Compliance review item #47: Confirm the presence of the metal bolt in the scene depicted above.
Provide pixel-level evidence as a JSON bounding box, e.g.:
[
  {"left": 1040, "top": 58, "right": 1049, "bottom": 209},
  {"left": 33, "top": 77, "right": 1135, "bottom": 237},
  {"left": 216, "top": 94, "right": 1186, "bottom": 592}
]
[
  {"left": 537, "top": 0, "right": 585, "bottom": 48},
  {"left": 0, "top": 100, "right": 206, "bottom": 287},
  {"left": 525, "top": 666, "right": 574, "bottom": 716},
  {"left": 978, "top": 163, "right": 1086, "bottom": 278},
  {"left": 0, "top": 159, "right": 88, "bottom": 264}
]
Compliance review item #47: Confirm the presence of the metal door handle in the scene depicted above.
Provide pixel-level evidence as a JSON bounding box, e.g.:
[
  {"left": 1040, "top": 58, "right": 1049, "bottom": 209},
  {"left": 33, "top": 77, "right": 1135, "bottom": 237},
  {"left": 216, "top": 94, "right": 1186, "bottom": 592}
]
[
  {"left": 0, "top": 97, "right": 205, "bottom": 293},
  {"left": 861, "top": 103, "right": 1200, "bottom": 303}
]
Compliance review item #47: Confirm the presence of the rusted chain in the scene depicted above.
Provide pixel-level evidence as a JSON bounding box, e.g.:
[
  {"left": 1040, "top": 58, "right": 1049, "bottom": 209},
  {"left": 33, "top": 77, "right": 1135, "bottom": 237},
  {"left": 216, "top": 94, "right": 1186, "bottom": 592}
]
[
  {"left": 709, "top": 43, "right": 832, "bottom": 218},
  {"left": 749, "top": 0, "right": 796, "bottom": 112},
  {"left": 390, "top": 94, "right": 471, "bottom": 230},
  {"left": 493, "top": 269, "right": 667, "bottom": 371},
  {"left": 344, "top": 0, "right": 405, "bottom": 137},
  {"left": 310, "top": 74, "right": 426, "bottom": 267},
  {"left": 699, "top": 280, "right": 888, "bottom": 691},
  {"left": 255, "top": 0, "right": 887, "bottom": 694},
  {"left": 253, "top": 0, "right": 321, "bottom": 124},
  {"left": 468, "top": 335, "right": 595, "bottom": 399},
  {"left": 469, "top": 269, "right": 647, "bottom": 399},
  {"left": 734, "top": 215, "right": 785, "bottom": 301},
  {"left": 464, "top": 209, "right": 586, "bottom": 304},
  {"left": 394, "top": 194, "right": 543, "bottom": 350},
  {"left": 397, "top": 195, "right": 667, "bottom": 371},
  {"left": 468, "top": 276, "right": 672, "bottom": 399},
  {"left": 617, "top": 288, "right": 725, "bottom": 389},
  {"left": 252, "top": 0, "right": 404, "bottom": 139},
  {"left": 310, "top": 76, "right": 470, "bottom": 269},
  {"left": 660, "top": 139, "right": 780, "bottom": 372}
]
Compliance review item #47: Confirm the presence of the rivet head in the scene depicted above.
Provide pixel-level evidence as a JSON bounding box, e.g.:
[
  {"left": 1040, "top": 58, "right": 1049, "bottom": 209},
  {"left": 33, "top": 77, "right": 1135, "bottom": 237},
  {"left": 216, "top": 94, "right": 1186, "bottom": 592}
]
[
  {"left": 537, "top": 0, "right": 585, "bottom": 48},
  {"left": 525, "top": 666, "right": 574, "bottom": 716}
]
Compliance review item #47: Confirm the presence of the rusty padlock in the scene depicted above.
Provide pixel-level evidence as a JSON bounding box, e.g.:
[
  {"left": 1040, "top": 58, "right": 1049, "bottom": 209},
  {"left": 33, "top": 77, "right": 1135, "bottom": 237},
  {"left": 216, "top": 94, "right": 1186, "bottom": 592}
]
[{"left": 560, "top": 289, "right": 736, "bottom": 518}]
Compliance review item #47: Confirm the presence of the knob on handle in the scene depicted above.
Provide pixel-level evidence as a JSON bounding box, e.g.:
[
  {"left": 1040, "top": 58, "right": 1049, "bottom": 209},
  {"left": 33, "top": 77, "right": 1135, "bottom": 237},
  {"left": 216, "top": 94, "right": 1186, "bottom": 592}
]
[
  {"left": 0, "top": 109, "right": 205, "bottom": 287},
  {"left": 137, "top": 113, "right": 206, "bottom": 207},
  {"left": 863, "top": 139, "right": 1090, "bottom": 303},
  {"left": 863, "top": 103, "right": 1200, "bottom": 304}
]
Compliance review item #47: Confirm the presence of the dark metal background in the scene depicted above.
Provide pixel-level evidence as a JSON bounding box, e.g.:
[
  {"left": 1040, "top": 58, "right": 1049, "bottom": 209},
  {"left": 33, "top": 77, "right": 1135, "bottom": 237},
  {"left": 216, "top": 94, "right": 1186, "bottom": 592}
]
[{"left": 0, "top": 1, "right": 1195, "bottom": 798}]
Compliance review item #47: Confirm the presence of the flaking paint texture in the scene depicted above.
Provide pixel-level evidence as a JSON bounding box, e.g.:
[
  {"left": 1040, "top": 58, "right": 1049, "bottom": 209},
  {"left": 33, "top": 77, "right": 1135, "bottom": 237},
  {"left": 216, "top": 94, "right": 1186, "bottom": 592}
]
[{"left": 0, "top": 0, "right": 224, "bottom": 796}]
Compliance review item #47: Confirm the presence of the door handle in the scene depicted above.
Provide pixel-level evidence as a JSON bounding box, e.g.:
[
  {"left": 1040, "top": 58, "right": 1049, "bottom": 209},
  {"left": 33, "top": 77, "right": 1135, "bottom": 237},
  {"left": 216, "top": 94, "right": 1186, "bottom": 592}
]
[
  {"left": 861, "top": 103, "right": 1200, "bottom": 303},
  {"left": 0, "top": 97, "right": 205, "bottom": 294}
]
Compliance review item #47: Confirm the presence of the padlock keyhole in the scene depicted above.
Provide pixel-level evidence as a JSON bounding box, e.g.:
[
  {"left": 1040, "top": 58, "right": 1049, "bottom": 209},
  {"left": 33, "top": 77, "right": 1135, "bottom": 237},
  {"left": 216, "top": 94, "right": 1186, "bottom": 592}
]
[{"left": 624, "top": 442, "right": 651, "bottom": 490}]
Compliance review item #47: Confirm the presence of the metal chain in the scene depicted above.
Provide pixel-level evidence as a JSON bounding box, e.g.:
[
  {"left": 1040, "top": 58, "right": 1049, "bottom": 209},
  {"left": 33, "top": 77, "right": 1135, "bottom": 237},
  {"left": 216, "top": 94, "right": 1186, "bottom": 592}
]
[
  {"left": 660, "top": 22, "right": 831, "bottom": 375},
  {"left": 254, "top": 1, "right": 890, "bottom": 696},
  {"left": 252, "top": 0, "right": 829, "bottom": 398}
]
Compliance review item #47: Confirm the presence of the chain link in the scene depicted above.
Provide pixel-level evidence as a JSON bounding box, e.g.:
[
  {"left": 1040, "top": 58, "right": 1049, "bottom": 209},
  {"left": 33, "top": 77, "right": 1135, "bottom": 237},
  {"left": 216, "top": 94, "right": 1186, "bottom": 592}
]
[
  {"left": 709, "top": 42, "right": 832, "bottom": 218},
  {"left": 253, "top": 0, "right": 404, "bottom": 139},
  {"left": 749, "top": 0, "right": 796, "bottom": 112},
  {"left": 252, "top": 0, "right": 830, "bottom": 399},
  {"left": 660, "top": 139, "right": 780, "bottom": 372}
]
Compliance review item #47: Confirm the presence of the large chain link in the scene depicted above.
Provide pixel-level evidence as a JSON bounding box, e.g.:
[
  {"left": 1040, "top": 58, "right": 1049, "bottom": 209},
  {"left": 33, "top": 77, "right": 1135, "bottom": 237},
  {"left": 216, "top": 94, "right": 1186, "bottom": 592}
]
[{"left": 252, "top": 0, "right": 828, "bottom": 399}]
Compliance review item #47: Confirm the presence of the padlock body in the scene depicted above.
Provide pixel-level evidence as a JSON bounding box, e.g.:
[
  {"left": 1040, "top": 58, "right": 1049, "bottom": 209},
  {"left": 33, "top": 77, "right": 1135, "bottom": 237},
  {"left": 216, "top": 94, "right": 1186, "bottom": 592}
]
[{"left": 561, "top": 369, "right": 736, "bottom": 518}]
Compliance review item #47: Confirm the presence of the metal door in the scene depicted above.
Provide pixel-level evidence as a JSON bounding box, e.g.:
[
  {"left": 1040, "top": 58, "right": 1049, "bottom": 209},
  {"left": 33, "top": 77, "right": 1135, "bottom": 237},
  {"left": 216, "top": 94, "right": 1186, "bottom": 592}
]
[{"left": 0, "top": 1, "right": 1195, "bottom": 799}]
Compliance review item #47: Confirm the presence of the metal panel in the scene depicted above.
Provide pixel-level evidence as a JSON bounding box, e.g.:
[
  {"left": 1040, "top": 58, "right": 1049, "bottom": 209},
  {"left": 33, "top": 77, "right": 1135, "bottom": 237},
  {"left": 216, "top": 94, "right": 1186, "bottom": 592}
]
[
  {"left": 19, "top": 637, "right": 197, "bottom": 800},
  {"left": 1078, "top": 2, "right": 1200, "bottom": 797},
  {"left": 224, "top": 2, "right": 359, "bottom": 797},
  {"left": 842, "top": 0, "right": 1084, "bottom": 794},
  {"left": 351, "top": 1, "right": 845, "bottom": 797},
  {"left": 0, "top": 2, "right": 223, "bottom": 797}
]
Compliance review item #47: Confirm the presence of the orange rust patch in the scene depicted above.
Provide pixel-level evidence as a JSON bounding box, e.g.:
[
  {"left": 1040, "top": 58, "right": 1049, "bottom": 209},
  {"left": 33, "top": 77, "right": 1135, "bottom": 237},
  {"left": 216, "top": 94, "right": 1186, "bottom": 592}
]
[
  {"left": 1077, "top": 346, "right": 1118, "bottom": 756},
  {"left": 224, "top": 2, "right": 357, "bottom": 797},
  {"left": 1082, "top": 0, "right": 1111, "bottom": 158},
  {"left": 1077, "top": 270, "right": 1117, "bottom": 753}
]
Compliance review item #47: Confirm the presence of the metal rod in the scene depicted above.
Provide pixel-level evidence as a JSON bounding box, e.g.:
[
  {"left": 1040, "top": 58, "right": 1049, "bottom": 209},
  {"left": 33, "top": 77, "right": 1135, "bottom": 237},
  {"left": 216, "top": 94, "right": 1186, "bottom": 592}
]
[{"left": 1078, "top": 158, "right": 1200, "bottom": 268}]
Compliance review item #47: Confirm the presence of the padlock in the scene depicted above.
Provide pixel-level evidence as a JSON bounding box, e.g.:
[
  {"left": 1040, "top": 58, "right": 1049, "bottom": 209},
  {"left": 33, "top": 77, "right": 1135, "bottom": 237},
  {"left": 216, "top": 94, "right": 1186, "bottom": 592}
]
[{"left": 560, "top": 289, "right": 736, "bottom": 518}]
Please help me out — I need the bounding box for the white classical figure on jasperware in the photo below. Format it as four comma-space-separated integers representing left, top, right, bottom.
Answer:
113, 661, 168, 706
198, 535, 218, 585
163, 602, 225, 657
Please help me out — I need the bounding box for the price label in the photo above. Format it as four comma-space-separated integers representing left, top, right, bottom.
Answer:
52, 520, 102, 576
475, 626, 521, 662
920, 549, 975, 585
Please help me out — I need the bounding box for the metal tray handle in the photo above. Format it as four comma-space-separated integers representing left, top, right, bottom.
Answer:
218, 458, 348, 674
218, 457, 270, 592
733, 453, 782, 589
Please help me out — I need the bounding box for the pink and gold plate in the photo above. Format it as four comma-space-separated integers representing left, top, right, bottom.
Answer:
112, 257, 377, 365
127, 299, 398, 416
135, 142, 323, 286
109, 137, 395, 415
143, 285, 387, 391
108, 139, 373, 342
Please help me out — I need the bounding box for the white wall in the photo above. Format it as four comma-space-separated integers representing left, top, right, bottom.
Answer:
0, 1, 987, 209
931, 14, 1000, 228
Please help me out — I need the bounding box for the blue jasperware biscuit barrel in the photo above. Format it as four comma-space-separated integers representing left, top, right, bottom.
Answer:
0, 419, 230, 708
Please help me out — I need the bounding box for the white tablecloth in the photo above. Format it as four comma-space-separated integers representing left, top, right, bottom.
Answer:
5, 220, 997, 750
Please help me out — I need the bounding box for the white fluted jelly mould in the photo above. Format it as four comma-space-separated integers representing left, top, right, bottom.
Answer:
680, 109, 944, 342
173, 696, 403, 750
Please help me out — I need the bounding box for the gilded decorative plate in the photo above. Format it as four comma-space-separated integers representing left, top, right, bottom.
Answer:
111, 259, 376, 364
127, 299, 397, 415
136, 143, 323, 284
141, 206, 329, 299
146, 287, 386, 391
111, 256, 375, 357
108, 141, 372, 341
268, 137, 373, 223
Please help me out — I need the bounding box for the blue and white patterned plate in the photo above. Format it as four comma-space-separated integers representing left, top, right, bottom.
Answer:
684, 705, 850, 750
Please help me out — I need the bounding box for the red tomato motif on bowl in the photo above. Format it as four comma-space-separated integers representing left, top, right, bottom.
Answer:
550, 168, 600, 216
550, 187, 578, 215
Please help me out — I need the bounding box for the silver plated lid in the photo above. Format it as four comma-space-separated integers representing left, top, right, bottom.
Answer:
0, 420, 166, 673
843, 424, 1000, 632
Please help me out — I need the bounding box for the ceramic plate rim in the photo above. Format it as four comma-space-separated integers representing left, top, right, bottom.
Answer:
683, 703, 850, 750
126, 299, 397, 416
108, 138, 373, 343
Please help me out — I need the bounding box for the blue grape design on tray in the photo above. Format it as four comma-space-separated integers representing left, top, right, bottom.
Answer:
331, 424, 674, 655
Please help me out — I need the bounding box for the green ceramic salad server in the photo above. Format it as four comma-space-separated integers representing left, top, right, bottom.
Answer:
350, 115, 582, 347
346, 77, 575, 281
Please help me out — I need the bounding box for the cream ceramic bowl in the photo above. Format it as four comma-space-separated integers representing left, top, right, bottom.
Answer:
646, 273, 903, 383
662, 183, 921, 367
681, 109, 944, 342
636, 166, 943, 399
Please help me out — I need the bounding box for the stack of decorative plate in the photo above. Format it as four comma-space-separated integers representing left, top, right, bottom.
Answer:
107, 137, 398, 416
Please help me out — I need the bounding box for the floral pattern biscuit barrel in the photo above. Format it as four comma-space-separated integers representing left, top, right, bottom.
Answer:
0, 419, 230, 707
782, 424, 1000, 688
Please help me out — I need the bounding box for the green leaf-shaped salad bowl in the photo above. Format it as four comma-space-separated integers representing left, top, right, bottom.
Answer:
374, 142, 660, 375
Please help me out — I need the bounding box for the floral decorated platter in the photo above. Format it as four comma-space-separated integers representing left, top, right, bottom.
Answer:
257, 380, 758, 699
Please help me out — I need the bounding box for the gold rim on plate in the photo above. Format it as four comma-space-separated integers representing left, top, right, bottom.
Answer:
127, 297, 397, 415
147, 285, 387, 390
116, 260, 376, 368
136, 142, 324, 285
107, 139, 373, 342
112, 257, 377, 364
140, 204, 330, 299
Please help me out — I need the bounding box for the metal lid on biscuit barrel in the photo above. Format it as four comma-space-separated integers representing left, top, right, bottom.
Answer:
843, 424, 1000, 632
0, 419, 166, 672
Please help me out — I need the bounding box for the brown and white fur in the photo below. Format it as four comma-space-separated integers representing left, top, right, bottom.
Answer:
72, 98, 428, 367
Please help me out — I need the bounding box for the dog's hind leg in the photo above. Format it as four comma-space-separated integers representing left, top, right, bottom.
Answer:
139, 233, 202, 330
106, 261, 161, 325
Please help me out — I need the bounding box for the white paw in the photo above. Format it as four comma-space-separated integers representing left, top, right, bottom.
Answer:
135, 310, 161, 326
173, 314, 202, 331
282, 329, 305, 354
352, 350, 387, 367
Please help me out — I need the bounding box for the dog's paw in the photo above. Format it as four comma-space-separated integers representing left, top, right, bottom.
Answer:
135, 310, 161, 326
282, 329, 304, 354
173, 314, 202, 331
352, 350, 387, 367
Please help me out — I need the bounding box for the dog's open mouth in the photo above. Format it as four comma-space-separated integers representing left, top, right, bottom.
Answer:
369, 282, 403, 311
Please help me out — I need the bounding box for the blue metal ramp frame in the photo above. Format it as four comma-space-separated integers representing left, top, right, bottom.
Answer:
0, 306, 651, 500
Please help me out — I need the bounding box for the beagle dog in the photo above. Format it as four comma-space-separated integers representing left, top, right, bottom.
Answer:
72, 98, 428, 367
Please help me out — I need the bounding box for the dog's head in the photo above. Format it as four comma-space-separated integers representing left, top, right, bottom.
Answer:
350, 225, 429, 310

→ What you are asked to do: Scan the material above for the string "jasperware" and return the lines that hold it.

→ Completed exercise:
Please help me out — I need the bounding box for the white classical figure on jasperware in the photo below. Format it as four comma-space-separated integers representing left, top, right, bottom.
Please help me out — I need the bounding box for the blue jasperware biscuit barrel in the photo above. Format it as four comma-space-separated integers representing left, top, right, bottom.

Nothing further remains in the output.